Case Study 5.10.2017

Managing Data For A National Medicare Provider

Trexin established an Enterprise Information Management practice for a rapidly growing, national Medicare provider.

Business Driver

Specializing in primary care for seniors, our Client experienced explosive success, growing in five years from 5,000 patients to over 30,000 patients served by 37 medical centers in 25 cities within 8 markets. This rapid growth led to serious data quality issues, heavy manual intervention for most key processes, and business-level distrust of applications and data. A lack of adoption of industry standard data conventions also led to challenges integrating systems with 3rd parties, and internal audit and regulatory compliance capabilities were strained. To address these problems, the company’s CTO asked Trexin to lead an effort to establish an Enterprise Information Management (EIM) practice.


EIM has several key components, but Trexin recommended that our Client first focus on Data Governance and Master Data Management (MDM), which are the most critical components and the ones on which the others rely. Working quickly, Trexin introduced a comprehensive Data Governance model that included the creation of an Enterprise Data Governance Council (EDGC), comprising business leaders that represent corporate functions across the enterprise to provide “light-touch, high impact” authority, and an Operational Data Governance Council (ODGC) that was business-led and IT-supported with responsibility for data stewardship and data lifecycle management.
-------------------------
▶ Assigned task 1: Please retype the case study from "Business Driver" up to and including "Management (EIM) practice.".
▶ Assigned task 2:
Answer these from the case study:
(a) How many medical centers served the Client's patients?
(b) Which two EIM components did Trexin recommend the Client focus on first?
(c) Who asked Trexin to lead the effort to establish an EIM practice?
The lines after the case study aren't needed.

▶ Supplied data:
-------------------------
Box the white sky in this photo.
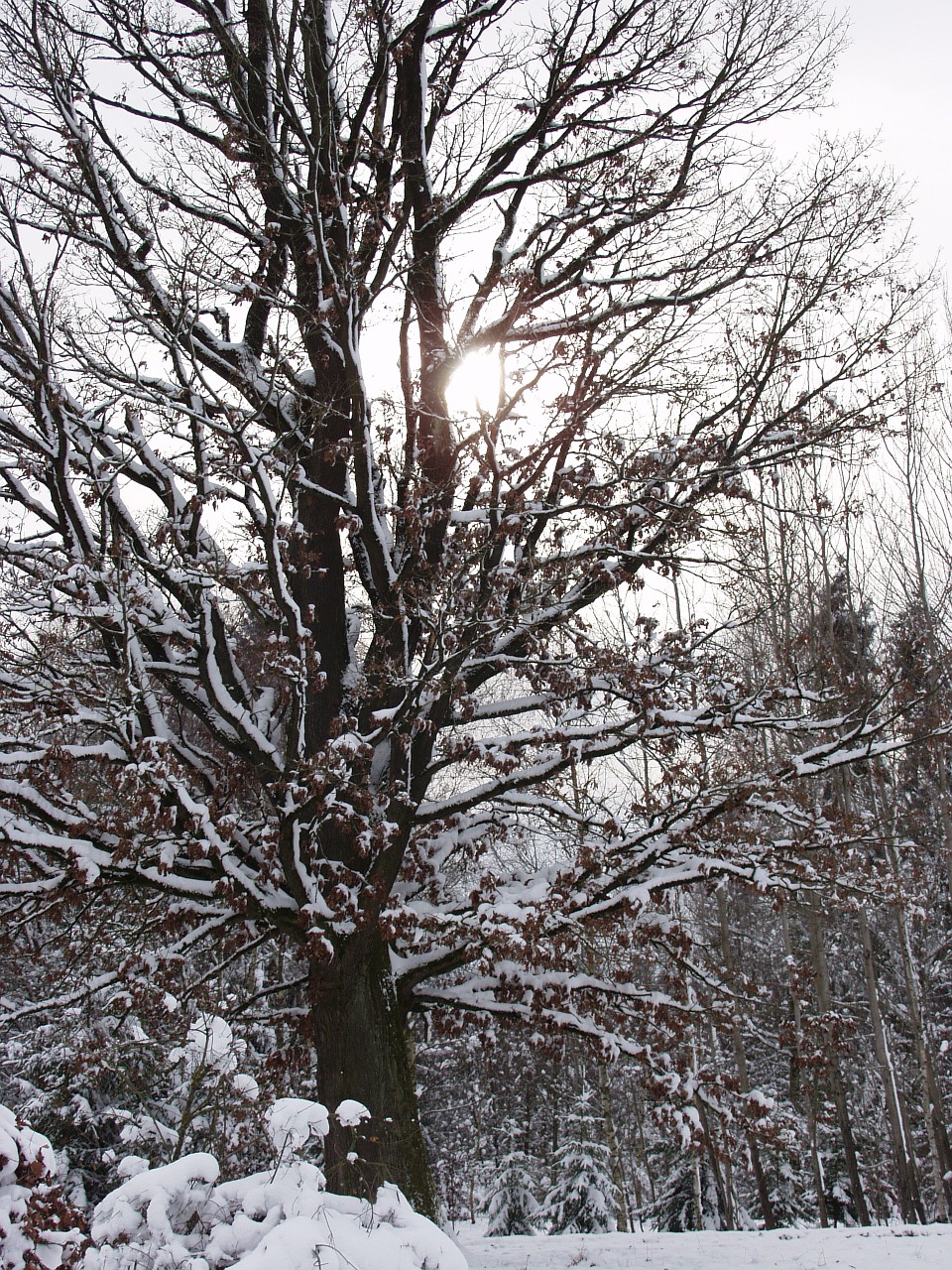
-------------------------
▶ Worked solution 1:
Business Driver

Specializing in primary care for seniors, our Client experienced explosive success, growing in five years from 5,000 patients to over 30,000 patients served by 37 medical centers in 25 cities within 8 markets. This rapid growth led to serious data quality issues, heavy manual intervention for most key processes, and business-level distrust of applications and data. A lack of adoption of industry standard data conventions also led to challenges integrating systems with 3rd parties, and internal audit and regulatory compliance capabilities were strained. To address these problems, the company’s CTO asked Trexin to lead an effort to establish an Enterprise Information Management (EIM) practice.

▶ Worked solution 2:
(a) 37 medical centers.
(b) Data Governance and Master Data Management (MDM).
(c) The company's CTO.